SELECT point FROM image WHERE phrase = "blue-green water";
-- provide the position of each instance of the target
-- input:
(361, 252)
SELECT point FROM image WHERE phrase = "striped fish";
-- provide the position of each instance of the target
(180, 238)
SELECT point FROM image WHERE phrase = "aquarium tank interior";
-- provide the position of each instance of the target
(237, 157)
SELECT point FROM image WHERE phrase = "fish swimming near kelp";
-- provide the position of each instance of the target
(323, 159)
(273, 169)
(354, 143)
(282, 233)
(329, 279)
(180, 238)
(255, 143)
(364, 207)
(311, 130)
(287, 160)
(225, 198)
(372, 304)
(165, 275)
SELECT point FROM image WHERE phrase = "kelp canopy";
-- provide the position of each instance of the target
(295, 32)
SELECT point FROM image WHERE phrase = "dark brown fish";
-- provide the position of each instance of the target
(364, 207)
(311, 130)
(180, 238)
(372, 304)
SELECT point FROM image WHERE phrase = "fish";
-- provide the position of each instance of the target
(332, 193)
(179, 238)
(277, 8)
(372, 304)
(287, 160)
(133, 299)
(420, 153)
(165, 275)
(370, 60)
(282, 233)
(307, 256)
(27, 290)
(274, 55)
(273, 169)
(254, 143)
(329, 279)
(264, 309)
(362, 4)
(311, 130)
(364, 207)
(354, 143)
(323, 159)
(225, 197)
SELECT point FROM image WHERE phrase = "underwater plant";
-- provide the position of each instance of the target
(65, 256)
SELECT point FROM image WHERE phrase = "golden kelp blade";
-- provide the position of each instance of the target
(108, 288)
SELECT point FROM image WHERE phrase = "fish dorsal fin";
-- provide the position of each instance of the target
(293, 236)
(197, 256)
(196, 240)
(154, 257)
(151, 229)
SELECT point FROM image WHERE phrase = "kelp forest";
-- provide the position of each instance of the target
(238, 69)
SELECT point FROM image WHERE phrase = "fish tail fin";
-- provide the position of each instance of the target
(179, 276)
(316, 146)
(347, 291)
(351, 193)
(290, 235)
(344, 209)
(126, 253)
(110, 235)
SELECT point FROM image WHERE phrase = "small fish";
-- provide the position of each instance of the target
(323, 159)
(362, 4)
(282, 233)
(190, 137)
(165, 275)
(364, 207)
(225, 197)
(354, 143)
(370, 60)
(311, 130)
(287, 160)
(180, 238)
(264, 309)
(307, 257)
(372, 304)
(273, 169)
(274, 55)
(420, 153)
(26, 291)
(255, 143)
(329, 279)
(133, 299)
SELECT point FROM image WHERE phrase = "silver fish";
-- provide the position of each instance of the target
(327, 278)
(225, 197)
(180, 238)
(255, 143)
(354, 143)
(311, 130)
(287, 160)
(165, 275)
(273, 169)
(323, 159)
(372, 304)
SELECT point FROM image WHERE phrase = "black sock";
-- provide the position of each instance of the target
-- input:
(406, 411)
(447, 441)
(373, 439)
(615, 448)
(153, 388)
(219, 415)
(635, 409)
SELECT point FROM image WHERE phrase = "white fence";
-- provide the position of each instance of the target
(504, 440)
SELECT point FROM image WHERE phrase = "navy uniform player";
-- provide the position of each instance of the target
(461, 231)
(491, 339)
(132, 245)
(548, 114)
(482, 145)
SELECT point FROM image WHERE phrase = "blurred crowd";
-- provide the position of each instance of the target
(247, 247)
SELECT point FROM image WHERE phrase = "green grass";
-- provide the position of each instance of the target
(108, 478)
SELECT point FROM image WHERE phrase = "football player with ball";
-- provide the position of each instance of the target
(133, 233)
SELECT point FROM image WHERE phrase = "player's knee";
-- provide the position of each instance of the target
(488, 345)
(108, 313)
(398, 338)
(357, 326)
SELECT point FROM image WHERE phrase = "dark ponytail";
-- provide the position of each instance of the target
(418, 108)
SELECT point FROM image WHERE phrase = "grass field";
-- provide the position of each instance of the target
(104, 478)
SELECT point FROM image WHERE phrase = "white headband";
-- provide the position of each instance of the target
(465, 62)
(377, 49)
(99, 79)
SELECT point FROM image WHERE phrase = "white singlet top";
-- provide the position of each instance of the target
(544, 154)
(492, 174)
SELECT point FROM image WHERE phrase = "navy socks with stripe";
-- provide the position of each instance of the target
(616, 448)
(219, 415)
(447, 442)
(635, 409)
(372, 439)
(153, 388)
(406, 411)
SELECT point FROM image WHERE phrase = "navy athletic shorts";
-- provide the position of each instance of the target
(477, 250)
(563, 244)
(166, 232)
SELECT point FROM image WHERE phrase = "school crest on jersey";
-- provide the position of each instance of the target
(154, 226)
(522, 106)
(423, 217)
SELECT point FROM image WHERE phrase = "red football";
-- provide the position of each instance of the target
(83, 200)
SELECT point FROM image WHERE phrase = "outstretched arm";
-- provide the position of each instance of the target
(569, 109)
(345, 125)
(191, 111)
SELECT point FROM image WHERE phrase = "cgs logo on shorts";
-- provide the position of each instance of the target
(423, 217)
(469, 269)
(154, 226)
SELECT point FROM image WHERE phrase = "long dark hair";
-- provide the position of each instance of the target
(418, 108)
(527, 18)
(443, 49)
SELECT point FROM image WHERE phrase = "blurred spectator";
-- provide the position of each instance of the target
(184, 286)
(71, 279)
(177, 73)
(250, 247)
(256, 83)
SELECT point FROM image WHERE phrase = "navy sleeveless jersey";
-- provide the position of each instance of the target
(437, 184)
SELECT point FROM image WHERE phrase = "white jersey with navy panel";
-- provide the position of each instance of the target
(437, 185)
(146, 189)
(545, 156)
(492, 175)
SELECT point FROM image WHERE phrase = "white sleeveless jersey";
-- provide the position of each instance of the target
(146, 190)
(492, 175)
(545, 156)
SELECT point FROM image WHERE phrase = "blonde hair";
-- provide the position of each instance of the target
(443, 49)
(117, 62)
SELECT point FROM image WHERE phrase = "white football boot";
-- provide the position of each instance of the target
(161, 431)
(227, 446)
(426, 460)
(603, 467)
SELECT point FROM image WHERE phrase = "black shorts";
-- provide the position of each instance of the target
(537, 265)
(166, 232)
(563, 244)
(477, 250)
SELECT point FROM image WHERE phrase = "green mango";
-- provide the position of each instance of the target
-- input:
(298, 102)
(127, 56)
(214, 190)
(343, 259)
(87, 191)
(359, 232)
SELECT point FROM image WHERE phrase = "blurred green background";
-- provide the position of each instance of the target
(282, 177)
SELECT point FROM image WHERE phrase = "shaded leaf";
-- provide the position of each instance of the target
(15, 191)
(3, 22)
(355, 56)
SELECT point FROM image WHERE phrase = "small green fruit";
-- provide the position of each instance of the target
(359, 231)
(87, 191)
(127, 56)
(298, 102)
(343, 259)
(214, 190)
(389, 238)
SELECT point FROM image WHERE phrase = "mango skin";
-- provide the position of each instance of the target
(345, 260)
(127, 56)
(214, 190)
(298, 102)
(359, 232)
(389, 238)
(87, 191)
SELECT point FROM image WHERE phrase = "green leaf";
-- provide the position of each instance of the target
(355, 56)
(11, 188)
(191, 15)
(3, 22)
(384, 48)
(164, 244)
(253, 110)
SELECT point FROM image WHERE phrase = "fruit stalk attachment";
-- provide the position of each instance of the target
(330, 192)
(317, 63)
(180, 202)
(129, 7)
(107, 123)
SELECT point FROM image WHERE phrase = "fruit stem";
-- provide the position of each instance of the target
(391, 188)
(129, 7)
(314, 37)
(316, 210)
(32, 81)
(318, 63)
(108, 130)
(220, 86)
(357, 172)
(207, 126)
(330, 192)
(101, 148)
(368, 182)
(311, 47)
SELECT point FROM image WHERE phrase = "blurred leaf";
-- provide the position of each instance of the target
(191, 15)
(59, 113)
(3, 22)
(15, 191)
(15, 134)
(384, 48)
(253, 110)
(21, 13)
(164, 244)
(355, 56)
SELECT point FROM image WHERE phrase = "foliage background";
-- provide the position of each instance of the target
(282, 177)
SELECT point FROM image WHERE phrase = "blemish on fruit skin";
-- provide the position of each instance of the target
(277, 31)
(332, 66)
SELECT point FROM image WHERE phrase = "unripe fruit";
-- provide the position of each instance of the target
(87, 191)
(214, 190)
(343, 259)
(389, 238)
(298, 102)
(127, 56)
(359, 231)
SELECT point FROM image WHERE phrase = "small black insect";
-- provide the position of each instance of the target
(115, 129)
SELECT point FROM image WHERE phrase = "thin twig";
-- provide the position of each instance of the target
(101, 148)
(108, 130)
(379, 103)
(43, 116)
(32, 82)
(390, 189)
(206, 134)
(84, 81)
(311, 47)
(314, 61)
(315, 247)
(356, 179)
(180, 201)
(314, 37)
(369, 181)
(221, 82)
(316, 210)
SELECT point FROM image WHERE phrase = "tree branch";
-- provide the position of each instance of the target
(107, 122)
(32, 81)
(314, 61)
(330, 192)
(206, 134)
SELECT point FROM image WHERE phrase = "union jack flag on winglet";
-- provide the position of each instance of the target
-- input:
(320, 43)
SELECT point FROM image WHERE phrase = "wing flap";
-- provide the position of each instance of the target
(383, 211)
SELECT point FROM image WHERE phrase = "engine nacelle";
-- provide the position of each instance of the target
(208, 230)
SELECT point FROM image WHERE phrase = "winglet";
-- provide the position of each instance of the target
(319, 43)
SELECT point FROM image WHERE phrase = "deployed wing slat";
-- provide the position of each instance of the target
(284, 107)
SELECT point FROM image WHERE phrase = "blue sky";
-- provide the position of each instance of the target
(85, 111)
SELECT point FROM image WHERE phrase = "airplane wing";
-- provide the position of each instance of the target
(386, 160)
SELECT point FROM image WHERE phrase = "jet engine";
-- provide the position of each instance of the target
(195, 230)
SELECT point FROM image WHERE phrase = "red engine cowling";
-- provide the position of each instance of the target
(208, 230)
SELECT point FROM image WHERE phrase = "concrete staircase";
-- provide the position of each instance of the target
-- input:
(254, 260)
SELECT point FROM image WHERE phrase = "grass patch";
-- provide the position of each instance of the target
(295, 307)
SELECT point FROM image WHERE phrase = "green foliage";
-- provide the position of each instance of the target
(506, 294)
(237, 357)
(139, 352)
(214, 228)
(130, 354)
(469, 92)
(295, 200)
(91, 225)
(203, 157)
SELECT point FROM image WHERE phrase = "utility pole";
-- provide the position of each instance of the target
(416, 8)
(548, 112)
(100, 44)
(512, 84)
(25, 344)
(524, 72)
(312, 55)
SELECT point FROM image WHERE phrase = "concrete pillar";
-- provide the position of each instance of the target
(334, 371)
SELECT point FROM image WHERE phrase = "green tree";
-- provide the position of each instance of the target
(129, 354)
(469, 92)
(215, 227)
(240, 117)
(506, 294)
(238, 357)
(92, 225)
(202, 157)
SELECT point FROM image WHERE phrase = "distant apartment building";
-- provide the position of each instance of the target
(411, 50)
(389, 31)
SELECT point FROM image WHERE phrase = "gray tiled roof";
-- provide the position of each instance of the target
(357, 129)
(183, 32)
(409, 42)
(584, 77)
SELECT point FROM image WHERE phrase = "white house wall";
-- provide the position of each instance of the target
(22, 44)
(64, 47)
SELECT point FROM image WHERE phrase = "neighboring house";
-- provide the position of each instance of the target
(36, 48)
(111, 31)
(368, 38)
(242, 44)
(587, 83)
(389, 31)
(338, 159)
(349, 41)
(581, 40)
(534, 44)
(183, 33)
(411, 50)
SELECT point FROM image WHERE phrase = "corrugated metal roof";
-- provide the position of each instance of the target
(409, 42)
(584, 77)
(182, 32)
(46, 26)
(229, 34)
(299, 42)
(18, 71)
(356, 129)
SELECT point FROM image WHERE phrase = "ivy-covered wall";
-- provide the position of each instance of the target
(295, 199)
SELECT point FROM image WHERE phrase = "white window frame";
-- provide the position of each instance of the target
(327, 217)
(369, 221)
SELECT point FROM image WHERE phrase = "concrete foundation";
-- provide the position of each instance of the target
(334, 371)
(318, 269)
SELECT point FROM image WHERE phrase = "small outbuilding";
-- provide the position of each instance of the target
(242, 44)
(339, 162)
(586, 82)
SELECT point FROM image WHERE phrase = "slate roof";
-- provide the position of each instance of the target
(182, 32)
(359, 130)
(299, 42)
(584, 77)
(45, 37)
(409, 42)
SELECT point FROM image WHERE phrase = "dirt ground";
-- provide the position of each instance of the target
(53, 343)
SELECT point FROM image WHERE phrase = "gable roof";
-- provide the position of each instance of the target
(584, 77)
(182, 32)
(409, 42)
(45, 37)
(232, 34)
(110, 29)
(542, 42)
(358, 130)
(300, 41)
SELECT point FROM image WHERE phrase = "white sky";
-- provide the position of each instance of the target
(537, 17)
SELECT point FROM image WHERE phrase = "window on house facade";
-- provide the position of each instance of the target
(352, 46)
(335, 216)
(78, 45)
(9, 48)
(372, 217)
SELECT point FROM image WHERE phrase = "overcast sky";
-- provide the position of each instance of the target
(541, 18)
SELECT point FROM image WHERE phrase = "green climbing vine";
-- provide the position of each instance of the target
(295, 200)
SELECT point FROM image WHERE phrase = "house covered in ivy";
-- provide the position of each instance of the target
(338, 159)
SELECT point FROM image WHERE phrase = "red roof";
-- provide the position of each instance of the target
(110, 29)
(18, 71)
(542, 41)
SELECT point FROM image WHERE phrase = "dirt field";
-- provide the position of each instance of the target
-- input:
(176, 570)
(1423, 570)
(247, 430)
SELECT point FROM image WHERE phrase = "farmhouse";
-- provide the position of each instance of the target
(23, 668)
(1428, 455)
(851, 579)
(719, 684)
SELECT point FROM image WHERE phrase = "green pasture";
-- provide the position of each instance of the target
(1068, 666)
---------------
#### WORK REQUIRED
Select every line in the material above where the string "wall" occurs, and copy it.

#### SOLUTION FOR THIS EXERCISE
SELECT point FROM image WHERE phrase = "white house wall";
SELECT point FROM image WHERE phrase = "ivy-covered wall";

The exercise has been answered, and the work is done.